Extrait du texte ->
Mais un enseignement peut-il vivre seulement des progrès qu’il accomplit, des succès qu’il remporte, de l’audience qu’il obtient ? Son avenir dépend certes, en premier lieu, de l’autorité intellectuelle et morale des professeurs qui s’y consacrent. Il n’en est pas moins tributaire de l’institution, de sa solidité, de sa cohérence, des conditions qu’elle détermine et qui ordonnent l’effort quotidien. Or on sait que, pour les professeurs de philosophie, les conditions de travail n’ont cessé de se dégrader depuis quinze ans. La diminution de l’horaire hebdomadaire dans certaines classes, l’augmentation du nombre de classes comportant un horaire de philosophie très étroit, le démantèlement, puis l’écrasement délibéré et concerté, avec la complicité de toutes les parties en cause, de la terminale A, ont eu pour effet d’accroître les charges de l’immense majorité des professeurs de philosophie : un plus grand nombre de classes dans un même service (le service composé de quatre à neuf classes tend à se généraliser) et, en conséquence, des effectifs très accrus, ce qui en particulier rend de plus en plus lourde, en fin d’année scolaire, la correction du baccalauréat. Une telle situation crée un grave préjudice pédagogique qui est ressenti à la fois par les élèves et par leurs professeurs. Avons-nous assez dit que ce qui est mauvais pour les professeurs ne peut pas être bon pour les élèves ? L’enseignement philosophique exige un effort de renouvellement, une constante mise à jour, un loisir ou, si l’on veut, un temps suffisant pour une libre réflexion et de vastes lectures, qui supposent des conditions d’exercice dangereusement compromises. Son avenir dépend des solutions qui seront apportées à cette difficulté croissante, sur laquelle l’Inspection générale de philosophie, pour sa part, ne cesse, depuis des années, d’appeler l’attention.

Données fournies ->

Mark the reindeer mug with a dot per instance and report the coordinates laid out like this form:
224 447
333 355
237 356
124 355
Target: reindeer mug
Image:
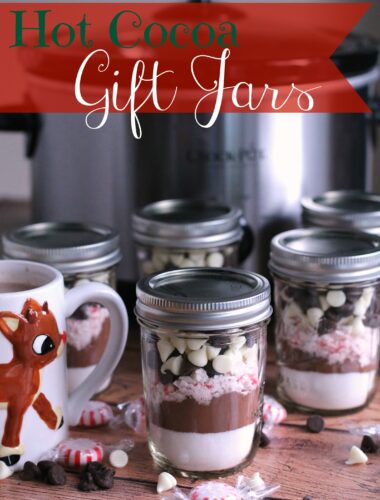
35 409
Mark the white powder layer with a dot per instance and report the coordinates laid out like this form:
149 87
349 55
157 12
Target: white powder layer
80 333
195 452
336 347
328 391
202 388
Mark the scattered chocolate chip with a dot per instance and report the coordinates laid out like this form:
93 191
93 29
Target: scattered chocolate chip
30 472
44 466
56 475
315 423
368 445
86 482
94 476
264 440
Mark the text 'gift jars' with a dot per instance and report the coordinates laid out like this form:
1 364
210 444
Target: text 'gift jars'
327 317
203 334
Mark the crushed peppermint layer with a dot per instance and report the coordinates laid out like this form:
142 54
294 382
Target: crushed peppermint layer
202 388
81 332
338 346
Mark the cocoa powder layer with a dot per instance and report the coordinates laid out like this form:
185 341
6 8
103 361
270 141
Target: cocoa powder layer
306 362
92 354
224 413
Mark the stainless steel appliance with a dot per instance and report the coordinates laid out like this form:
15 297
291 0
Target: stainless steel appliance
263 163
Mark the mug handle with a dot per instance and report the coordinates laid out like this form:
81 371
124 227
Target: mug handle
107 297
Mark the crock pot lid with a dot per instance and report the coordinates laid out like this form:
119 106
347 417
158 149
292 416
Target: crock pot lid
68 246
326 255
355 209
203 299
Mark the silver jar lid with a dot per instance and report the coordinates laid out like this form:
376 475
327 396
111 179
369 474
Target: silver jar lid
68 246
326 255
203 299
187 224
343 209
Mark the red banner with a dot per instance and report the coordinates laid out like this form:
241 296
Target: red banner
175 57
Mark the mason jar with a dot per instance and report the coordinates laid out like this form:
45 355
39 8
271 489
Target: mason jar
83 253
326 294
203 337
174 234
343 209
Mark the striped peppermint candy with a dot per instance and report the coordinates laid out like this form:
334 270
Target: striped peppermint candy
78 452
96 413
273 411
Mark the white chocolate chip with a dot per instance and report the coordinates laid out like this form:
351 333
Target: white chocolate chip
165 348
257 481
237 342
357 456
223 363
360 307
324 303
195 344
165 482
314 314
173 364
179 344
177 259
118 459
357 326
250 356
212 352
336 298
198 358
5 471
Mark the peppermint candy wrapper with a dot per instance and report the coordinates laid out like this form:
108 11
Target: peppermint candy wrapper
96 413
273 411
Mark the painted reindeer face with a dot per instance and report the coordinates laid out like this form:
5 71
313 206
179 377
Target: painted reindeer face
34 334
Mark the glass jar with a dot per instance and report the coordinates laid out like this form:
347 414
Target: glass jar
174 234
83 253
327 318
203 336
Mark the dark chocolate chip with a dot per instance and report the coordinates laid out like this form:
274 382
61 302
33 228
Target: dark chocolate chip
30 472
368 445
44 466
264 440
56 475
86 482
104 478
315 423
250 339
326 326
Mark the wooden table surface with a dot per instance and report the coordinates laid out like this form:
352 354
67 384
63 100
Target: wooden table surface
301 462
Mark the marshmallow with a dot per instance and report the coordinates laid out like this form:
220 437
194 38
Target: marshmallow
336 298
212 352
223 363
215 259
165 348
5 471
118 459
179 344
357 456
198 358
314 314
165 482
195 344
173 365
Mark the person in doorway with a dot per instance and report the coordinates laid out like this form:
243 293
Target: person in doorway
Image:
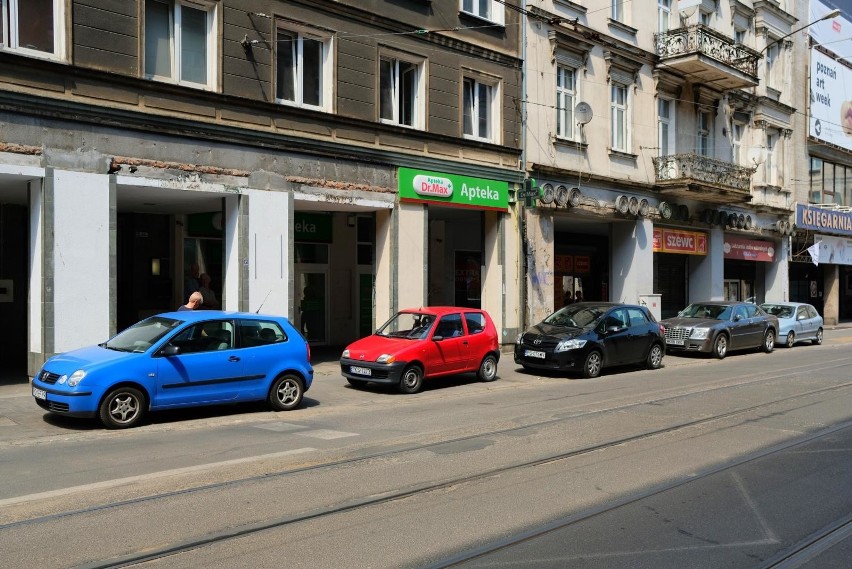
210 301
194 302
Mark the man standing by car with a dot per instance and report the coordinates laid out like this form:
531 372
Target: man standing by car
194 302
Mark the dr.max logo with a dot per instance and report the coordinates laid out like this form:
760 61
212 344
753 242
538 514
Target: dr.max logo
433 186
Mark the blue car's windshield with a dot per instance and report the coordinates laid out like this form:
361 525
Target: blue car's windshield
142 335
576 316
714 311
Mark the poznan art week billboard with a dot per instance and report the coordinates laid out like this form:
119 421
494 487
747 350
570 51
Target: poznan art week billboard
831 101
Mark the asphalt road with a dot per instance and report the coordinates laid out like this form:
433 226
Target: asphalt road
744 462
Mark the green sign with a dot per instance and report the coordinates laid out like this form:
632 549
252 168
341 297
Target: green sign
434 187
315 227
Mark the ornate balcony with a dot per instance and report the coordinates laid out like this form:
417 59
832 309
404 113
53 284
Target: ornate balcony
708 57
701 178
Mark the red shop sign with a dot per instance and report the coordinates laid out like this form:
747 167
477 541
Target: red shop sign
749 249
680 241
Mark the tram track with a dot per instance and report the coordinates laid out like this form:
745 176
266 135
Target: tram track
217 537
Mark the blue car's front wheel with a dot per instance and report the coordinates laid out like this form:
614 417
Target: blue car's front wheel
122 408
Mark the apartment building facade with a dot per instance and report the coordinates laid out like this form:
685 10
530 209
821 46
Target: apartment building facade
661 134
347 157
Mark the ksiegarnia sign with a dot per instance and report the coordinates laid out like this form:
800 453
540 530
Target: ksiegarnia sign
450 189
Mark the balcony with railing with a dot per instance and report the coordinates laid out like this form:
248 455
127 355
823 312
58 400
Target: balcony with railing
708 56
698 177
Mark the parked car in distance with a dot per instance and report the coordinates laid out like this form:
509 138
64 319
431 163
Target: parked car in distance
718 327
179 359
588 336
423 343
798 322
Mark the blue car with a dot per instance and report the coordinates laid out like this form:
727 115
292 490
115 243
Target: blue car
179 359
797 322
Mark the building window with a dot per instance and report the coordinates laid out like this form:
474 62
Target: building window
566 97
179 42
664 12
705 134
617 11
480 111
771 64
665 126
491 10
770 165
619 117
737 131
400 92
301 69
33 27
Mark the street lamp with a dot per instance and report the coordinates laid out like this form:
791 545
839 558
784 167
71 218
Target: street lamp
829 16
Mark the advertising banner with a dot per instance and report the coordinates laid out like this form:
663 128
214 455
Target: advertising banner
830 101
679 241
833 250
449 189
749 249
822 219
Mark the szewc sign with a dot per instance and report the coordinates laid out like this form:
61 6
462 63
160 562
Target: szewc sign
450 189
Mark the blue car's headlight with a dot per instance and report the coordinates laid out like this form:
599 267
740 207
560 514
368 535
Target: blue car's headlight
572 344
73 380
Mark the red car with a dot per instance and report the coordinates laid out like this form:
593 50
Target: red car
421 343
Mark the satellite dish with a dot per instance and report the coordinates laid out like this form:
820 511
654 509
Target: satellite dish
583 112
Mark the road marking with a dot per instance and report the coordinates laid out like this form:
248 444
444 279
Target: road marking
327 434
146 477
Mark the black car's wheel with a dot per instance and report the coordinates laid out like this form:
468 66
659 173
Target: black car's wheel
412 380
356 382
768 341
488 368
122 408
720 346
592 365
791 339
655 357
286 392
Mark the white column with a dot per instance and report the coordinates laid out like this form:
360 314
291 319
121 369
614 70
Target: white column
80 259
268 253
632 271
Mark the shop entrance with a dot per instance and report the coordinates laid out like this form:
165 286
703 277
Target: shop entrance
455 257
14 290
670 281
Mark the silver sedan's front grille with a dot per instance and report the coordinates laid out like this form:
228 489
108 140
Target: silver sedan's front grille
677 333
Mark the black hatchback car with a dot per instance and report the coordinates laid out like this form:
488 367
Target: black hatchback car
588 336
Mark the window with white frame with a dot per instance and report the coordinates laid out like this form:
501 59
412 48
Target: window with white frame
770 164
737 132
302 69
480 109
33 27
401 97
665 126
772 53
180 44
664 12
566 98
617 10
705 134
619 117
491 10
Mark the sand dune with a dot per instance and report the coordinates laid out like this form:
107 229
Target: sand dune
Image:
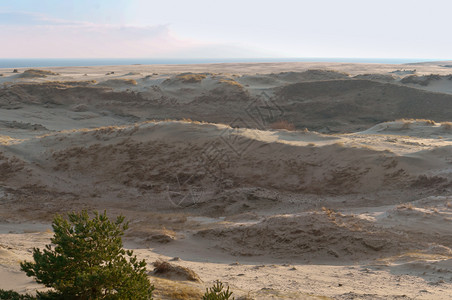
358 188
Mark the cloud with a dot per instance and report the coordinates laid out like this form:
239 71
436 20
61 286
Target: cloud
35 35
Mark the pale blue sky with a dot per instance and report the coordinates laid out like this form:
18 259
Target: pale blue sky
225 29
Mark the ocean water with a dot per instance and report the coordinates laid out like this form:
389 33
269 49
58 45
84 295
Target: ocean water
78 62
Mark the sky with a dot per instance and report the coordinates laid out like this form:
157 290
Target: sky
225 29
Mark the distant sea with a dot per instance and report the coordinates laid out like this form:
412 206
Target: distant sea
79 62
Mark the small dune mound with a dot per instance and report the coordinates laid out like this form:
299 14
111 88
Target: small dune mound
191 77
423 80
376 77
311 75
283 124
35 73
265 80
118 82
171 271
319 235
230 83
22 125
412 127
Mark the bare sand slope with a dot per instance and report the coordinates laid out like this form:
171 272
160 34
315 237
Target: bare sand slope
352 203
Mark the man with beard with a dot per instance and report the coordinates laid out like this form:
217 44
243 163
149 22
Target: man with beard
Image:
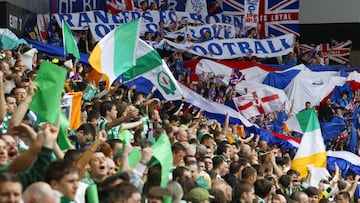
11 146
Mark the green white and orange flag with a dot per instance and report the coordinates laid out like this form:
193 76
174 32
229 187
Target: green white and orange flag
115 53
122 52
69 42
312 149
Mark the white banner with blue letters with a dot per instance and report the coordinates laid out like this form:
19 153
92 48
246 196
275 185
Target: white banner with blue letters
81 20
238 47
216 30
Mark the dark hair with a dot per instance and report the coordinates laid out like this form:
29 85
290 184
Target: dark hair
58 169
179 172
241 187
72 155
106 106
221 149
120 193
8 177
234 167
248 172
217 161
177 147
262 187
284 180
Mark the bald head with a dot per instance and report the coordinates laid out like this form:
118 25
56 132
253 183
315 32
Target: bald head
39 192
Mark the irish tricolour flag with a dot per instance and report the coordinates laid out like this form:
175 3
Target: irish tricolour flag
122 52
312 149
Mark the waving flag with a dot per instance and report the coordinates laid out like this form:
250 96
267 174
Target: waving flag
150 66
276 17
312 148
347 161
196 6
251 13
69 42
337 52
261 101
115 53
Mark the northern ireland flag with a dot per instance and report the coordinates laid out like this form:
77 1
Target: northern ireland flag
260 101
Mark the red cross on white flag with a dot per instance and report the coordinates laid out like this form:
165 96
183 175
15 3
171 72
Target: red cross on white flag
259 102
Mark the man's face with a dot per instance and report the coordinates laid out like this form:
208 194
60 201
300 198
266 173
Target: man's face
134 198
3 153
10 192
113 112
98 167
68 185
250 196
342 199
20 95
11 104
178 157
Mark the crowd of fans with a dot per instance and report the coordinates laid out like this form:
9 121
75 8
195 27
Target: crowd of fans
212 162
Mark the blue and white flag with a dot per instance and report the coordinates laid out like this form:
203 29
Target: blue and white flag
196 6
347 161
252 13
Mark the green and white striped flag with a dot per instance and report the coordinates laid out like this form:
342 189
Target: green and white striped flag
122 52
312 148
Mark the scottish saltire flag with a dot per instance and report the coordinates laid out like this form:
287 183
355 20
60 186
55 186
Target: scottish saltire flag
337 52
196 6
276 17
236 77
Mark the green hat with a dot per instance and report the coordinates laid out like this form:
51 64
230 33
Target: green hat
200 194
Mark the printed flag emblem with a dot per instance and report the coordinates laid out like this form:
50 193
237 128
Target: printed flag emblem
276 17
165 83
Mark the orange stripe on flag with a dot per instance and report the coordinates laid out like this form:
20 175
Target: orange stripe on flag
75 114
301 164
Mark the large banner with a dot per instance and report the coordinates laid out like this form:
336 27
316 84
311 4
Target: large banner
72 6
81 20
216 30
252 13
276 17
238 47
171 5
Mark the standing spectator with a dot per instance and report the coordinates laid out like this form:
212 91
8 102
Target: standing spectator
10 188
56 40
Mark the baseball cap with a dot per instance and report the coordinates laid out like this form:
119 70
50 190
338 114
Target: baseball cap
199 194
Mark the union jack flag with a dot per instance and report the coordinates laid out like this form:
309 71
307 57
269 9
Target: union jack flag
276 17
236 77
337 52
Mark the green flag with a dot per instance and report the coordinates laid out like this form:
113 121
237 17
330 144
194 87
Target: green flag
162 152
47 99
70 46
63 140
134 157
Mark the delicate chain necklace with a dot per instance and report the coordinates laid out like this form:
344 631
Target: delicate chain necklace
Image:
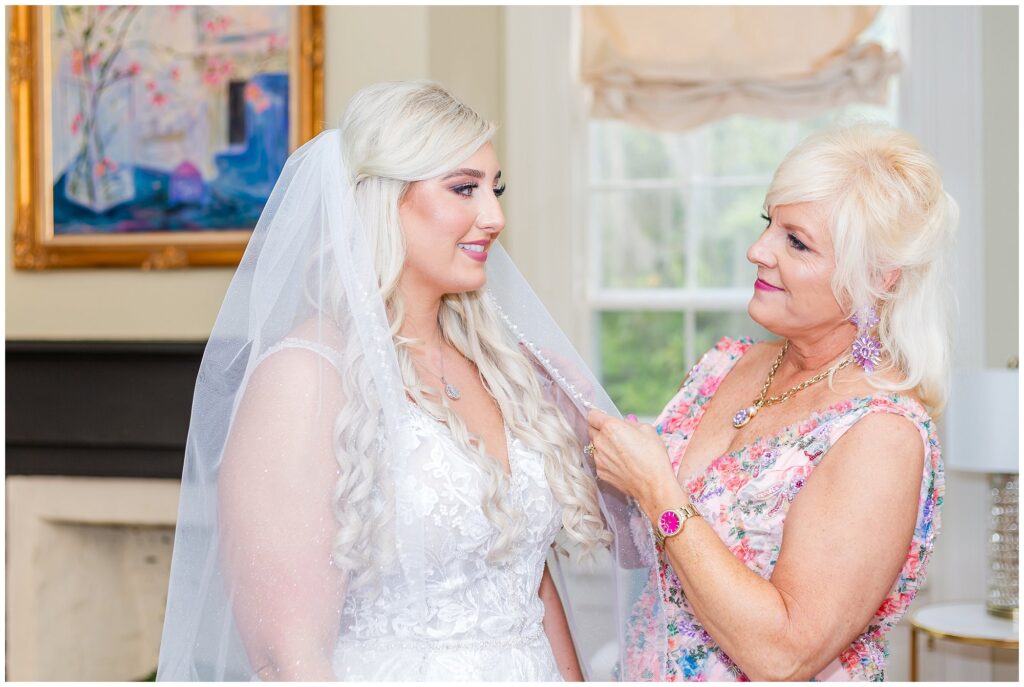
743 416
451 390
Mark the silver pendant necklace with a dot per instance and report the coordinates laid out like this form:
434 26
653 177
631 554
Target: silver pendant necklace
451 390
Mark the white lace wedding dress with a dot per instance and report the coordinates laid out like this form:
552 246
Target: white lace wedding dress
483 618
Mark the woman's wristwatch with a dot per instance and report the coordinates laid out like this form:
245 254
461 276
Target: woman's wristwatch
671 522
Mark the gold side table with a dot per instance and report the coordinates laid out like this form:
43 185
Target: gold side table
966 623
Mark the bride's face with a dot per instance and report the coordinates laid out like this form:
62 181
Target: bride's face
449 223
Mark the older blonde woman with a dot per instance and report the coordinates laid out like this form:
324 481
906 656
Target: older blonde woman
795 484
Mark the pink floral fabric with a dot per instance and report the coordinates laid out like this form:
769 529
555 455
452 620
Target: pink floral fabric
745 496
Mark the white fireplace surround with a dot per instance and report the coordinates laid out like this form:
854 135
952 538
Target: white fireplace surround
88 560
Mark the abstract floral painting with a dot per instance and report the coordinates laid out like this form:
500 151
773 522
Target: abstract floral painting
153 135
167 118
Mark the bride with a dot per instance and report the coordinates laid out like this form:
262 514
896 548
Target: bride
382 451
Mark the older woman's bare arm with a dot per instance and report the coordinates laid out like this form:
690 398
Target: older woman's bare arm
276 525
847 535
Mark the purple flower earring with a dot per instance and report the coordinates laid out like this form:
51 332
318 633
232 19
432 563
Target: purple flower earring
866 349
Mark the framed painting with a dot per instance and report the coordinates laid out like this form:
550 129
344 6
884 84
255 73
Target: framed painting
152 136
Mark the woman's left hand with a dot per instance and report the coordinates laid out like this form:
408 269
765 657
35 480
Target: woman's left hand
629 456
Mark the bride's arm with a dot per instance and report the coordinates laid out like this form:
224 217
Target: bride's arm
556 627
276 525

Consignes ->
Répondez à ces questions d'après l'extrait :
1. De quoi dépend en premier lieu l'avenir de l'enseignement ?
2. Depuis combien d'années les conditions de travail des professeurs de philosophie se dégradent-elles ?
3. Quelle instance appelle depuis des années l'attention sur cette difficulté croissante ?

Corrigé ->
1. De l'autorité intellectuelle et morale des professeurs qui s'y consacrent.
2. Depuis quinze ans.
3. L'Inspection générale de philosophie.